▸ **WRITTEN TASK**
Return each entry exactly, with none missing.

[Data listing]
┌──
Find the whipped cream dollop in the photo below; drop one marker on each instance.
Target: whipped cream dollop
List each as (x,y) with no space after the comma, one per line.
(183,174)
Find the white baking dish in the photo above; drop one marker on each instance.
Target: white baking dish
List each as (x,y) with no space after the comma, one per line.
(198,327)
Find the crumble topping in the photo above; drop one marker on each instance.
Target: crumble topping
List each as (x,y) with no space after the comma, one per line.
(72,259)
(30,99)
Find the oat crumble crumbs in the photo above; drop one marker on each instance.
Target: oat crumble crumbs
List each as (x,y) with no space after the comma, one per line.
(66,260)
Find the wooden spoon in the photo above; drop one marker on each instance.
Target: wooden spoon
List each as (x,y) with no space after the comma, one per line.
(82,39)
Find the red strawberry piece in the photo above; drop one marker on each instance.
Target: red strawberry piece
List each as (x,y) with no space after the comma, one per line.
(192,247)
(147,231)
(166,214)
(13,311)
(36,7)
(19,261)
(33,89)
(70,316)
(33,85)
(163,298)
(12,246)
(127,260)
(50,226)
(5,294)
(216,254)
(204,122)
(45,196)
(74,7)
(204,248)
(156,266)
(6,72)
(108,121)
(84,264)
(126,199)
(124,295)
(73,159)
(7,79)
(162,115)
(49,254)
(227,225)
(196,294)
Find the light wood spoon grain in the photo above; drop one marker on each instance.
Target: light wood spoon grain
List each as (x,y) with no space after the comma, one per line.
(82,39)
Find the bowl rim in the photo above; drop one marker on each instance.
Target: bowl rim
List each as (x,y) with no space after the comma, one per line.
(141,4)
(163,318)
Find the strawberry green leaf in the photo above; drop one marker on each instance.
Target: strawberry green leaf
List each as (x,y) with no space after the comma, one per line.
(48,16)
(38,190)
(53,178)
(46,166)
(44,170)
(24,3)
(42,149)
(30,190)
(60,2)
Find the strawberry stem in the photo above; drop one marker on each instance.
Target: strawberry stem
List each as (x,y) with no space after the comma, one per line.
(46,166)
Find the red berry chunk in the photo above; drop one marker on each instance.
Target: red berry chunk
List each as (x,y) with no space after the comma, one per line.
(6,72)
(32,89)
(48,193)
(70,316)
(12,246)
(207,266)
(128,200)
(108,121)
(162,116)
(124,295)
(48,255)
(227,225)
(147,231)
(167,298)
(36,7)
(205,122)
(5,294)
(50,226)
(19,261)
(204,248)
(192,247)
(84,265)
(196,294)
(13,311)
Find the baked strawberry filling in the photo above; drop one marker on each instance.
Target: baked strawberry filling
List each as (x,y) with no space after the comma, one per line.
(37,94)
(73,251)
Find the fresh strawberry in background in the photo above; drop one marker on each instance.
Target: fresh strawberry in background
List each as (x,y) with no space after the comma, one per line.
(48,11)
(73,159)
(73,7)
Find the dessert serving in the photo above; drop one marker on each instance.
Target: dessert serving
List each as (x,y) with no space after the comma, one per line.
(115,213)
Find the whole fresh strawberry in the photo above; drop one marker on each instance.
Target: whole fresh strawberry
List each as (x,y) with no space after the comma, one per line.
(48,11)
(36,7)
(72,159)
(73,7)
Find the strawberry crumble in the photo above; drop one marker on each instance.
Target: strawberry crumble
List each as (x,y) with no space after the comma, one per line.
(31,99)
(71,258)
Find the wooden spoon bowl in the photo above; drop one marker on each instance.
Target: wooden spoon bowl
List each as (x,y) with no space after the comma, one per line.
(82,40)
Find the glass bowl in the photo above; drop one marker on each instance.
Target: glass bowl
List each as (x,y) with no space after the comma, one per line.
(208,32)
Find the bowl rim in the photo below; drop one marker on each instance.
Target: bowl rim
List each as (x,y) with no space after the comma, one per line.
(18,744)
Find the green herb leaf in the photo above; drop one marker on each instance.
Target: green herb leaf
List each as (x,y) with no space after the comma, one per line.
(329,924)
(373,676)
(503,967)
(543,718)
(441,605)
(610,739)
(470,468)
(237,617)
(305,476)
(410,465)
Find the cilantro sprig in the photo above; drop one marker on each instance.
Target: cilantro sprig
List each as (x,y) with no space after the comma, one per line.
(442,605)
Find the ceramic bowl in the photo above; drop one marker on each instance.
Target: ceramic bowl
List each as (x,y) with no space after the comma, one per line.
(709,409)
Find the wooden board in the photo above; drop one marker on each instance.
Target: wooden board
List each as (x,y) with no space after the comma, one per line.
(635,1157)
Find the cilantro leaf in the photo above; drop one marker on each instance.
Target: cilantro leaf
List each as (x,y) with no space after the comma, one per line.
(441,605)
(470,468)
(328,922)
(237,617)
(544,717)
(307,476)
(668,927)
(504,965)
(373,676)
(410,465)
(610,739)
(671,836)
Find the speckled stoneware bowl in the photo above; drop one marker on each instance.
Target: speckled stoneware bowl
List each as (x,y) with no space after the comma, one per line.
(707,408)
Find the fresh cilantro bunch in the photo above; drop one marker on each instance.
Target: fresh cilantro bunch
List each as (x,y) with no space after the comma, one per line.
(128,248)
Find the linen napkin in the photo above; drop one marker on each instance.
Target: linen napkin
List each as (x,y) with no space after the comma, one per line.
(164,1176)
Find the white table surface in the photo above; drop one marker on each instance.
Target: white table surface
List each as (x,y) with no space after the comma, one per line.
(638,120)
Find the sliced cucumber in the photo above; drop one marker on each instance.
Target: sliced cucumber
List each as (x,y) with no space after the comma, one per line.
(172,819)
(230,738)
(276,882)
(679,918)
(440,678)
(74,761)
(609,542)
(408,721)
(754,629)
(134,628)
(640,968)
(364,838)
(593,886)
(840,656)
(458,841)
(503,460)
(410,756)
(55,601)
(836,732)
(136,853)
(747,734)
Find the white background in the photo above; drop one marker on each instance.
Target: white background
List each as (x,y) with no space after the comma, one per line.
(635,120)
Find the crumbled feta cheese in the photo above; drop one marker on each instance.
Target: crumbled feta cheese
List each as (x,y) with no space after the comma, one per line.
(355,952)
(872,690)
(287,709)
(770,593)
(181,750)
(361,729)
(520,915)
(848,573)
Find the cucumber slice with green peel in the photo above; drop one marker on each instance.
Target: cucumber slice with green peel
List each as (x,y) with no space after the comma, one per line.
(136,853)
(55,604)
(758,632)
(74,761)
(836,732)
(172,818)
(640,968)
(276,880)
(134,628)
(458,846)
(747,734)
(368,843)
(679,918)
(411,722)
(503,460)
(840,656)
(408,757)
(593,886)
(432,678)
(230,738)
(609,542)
└──
▸ **FULL ANSWER**
Find the whipped cream dollop in the photo below; drop one marker on each instance.
Target: whipped cream dollop
List each as (x,y) with no space after the comma, one per line.
(183,174)
Find the white baking dish in the photo above; drop one marker on each instance.
Target: white baking dish
List each as (x,y) with no space after the comma, one per line.
(198,327)
Find the crumble topping in the photo above; drop one marker on each instance.
Target: crumble topping
List each as (x,y) with no space after the comma, one per line.
(72,259)
(30,99)
Find the oat crumble crumbs in the photo above; drop one marker on each instance.
Target: oat crumble crumbs
List each as (x,y) with no space after the comma, one per line.
(66,260)
Find the wooden spoon in the photo above; drop one marker on each instance.
Target: wooden spoon
List each as (x,y) with no space after the comma, one per line.
(82,39)
Find the red strawberry piece in the photo above; drop one marker on each instance.
Target: red strawberry piece
List each as (x,y) with no space after the comma, one per line.
(192,247)
(147,231)
(166,214)
(13,311)
(36,7)
(19,261)
(33,89)
(70,316)
(33,85)
(163,298)
(12,246)
(127,260)
(50,226)
(5,294)
(216,254)
(204,122)
(45,196)
(74,7)
(204,248)
(156,266)
(6,72)
(108,121)
(84,264)
(126,199)
(124,295)
(73,159)
(7,79)
(162,115)
(49,254)
(227,225)
(196,294)
Find the light wood spoon grain in the photo above; drop one marker on each instance.
Target: light wood spoon grain
List each as (x,y) with no space after the comma, one per line.
(82,39)
Find the bowl rim in the photo above; drop one marker on each instance.
Target: bowl rim
List each as (x,y) with no space after the comma, one per line.
(141,4)
(163,318)
Find the strawberry green leaf in the photo above; drop one marker on each instance.
Target: strawberry green leaf
List each as (x,y) with no space after the comma, one per line.
(48,16)
(38,190)
(53,178)
(46,166)
(44,170)
(24,3)
(42,149)
(30,190)
(60,2)
Find the strawberry stem in the photo above; drop one marker on each instance.
Target: strawberry stem
List each as (x,y) with no space after the comma, one per line.
(46,166)
Find the red berry chunk in the photo above; drop one marker on each instance.
Target: red berry chunk
List each as (x,y) with no space after the comma, one per line.
(6,72)
(32,89)
(48,193)
(70,316)
(12,246)
(207,266)
(128,200)
(108,121)
(162,116)
(124,295)
(48,255)
(227,225)
(147,231)
(167,298)
(36,7)
(205,122)
(5,294)
(50,226)
(19,261)
(204,248)
(192,247)
(84,265)
(196,294)
(13,311)
Find the baked strawberry filling in the photo above; drop one marker on each instance.
Target: baked strawberry filling
List each as (x,y) with no space after the comma, one per line.
(37,94)
(73,251)
Find the fresh strawberry in background in the photo above; drop one marker on each instance.
Target: fresh strawberry in background
List each as (x,y) with no space after the comma, one per line.
(48,11)
(73,159)
(73,7)
Find the dessert serving in the photo above; drop one marker on each instance.
Target: dessert serving
List each as (x,y) with no space after the comma, one per line.
(115,213)
Find the whole fresh strawberry in the photo above; drop one marker on each instance.
Target: whole fresh strawberry
List each as (x,y) with no space after the comma, one per line.
(48,11)
(36,7)
(72,159)
(73,7)
Find the strawberry crumble in the photo above; drop one marker on each instance.
Target: strawberry crumble
List each as (x,y) with no space after the comma, one per line.
(31,99)
(71,258)
Find the wooden spoon bowl in the photo above; drop one marker on each instance.
Target: wooden spoon bowl
List each as (x,y) with no space after the comma, one per line.
(82,40)
Find the glass bowl in the photo above; drop one marker on each instance.
Target: glass bowl
List each as (x,y) with no space after the comma, one per line.
(208,32)
Find the bowl rim in the photo below; drop one marker on each instance.
Target: bowl rim
List each as (x,y) with no space after the comma, one per line.
(18,744)
Find the green herb leaf in the photo above; drop one marker on each instance.
Target: green herb leaf
List each as (x,y) with no space after the comma, one per line.
(329,924)
(373,676)
(503,967)
(543,718)
(441,605)
(610,739)
(470,468)
(237,617)
(305,476)
(410,465)
Find the cilantro sprig in the photo above; drop one marker on each instance.
Target: cilantro sprig
List each as (x,y) with no space after the comma, one per line.
(442,605)
Find the ceramic bowl in the photo above; drop one marker on each instance.
Target: ceramic bowl
List each as (x,y) with no space after the comma, one per line.
(709,409)
Find the wooden board in the photo above; drop one marker on each instance.
Target: wooden board
List each as (x,y) with no space after the comma, one per line.
(635,1157)
Find the cilantro leaf in the photo above; drop one marker on each instance.
Target: cilantro leaf
List each as (x,y) with no space after the comma, one per line.
(441,605)
(470,468)
(328,922)
(237,617)
(544,717)
(307,476)
(668,927)
(504,965)
(373,676)
(410,465)
(610,739)
(671,836)
Find the speckled stoneware bowl in the photo above; drop one marker on each instance.
Target: speckled stoneware bowl
List each as (x,y) with no space after the comma, one per line.
(707,408)
Find the fresh cilantro bunch in the photo above; drop one marker on each instance.
Target: fresh cilantro bunch
List each as (x,y) with no space after the comma, one per line.
(128,248)
Find the linen napkin in the photo above; drop one marker on each instance.
Target: linen napkin
List each as (x,y) with no space after the comma, one per line.
(164,1176)
Find the white table surface in the photo above; drop one marker on each instance.
Target: white table surface
List each as (x,y) with no space after the comma, one per line.
(638,120)
Find the sliced cucumber in the photo above; drop one marker on each instance.
Target: sliced cucumber
List each as (x,y) with no space after the comma, one per line.
(172,819)
(230,738)
(276,882)
(679,918)
(440,678)
(74,761)
(609,542)
(408,721)
(754,629)
(134,628)
(640,968)
(364,838)
(593,886)
(840,656)
(458,841)
(503,460)
(410,756)
(55,601)
(836,732)
(136,853)
(747,734)
Find the white background in the photo above; drop one marker on each instance.
Target: white background
List each as (x,y) with no space after the comma, one per line.
(635,120)
Find the crumbled feta cheese in the photo above; drop one marker on each instance.
Target: crumbled feta cheese
List each as (x,y) with no space after the comma, one per line.
(355,952)
(872,690)
(287,709)
(770,593)
(181,750)
(361,729)
(520,915)
(848,573)
Find the cucumber slice with green peel in the photo above; drop one marker on each instance.
Target: cucumber slice with green peel
List each as (x,y) with no space after the comma, one per line.
(136,853)
(55,604)
(758,632)
(74,761)
(836,732)
(172,818)
(640,968)
(276,880)
(134,628)
(458,846)
(747,734)
(368,843)
(679,918)
(411,722)
(503,460)
(840,656)
(408,757)
(593,886)
(432,678)
(230,738)
(609,542)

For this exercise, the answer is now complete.